## Document extract
···

Tag recipes

Tired of those delivery boxes piling up? Make your own pizza at home!

When I was a kid, Friday night pizza parties were the highlight of the week. We’d order pizza from our favorite delivery place, carefully crafting the perfect pie from the list of standard toppings. Now that I’m older, I’ve realized that a real pizza party can be so much more.

Take your childhood memories and kick them up a notch with our recipe for Cornmeal Pizza Dough. Forget the standard marinara sauce and pepperoni slices – the sky is the limit when you make your own pizza at home. Try an Indian curry sauce for an ethnic twist on the Italian classic, or get in touch with your sweet side with a dessert pizza. Host a pizza party with family and friends and have everyone make their own mini pizza!

Need ideas? Check out these great recipes for Pizza with Spicy Lamb, Tomatoes and Cilantro or Smoked Eggplant Pizza with Roasted Red Bell Pepper Pesto and Goat Cheese.

Cornmeal Pizza Dough


1 Tablespoon granulated sugar or honey

1 cup warm water (110º to 115ºF—warm to the touch like bathwater, but not hot)

1/4 ounce (2 teaspoons) active dry yeast

2 1/4 cups unbleached, all-purpose flour

3/4 cup fine cornmeal

1/4 cup coarse cornmeal (polenta)

1 1/2 teaspoons kosher salt

1/4 cup extra-virgin olive oil

Flour (unbleached, all-purpose) for dusting/kneading dough

Polenta or semolina flour for dusting pizza peel

Olive oil for the rising dough and for brushing the rolled-out dough

Cook’s note: Be sure to use liquid measuring cups for liquid and solid measuring cups for the solids.  For measuring solids, apply the scoop and sweep method.

···

## Rows from a dataset
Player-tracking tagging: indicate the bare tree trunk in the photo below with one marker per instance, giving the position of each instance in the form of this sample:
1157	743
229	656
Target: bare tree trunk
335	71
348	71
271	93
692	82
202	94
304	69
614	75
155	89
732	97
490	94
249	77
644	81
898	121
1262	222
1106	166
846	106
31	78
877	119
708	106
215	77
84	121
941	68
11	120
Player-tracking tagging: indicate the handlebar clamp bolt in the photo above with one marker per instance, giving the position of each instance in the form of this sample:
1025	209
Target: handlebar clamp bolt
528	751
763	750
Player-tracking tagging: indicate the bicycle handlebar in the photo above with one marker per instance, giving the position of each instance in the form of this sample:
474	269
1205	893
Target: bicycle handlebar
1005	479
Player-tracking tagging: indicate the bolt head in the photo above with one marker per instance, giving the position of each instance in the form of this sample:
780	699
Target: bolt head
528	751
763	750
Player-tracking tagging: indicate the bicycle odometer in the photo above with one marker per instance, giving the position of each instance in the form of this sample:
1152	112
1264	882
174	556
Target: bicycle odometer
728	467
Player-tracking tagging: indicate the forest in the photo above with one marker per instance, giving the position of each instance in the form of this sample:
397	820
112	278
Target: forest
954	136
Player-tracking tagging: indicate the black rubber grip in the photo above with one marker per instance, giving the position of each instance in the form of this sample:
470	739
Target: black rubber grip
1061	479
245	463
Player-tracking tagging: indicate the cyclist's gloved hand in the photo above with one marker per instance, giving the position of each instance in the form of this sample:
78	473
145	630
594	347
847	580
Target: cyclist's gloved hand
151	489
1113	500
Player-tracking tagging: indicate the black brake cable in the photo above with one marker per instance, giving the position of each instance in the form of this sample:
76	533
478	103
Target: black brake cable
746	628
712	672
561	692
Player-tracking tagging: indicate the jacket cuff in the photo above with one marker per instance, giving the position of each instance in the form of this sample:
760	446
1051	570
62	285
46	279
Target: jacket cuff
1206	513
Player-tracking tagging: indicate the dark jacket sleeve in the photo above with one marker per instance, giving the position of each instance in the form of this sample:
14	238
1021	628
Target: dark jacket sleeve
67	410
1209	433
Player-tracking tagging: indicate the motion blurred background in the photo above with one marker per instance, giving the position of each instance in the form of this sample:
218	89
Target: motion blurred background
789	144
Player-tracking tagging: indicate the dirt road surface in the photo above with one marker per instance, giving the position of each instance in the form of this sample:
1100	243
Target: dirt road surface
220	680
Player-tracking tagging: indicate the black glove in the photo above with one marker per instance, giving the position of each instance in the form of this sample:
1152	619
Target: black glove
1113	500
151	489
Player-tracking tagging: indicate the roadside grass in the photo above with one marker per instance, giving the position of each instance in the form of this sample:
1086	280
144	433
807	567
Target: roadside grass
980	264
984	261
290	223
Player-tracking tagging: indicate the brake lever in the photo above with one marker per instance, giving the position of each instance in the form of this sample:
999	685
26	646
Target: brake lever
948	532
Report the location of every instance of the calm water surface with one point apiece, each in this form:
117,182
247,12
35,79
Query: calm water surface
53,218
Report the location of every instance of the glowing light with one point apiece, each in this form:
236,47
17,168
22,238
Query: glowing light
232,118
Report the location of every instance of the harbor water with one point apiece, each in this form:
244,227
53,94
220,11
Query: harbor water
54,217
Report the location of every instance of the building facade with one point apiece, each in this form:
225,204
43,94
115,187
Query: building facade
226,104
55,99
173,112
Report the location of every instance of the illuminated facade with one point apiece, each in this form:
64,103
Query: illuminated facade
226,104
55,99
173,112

···

## Aim of the task
Please copy out the portion of the homemade pizza text starting with "1 1/2 teaspoons" and going on through "and sweep method.".

## Expected answer
1 1/2 teaspoons kosher salt

1/4 cup extra-virgin olive oil

Flour (unbleached, all-purpose) for dusting/kneading dough

Polenta or semolina flour for dusting pizza peel

Olive oil for the rising dough and for brushing the rolled-out dough

Cook’s note: Be sure to use liquid measuring cups for liquid and solid measuring cups for the solids.  For measuring solids, apply the scoop and sweep method.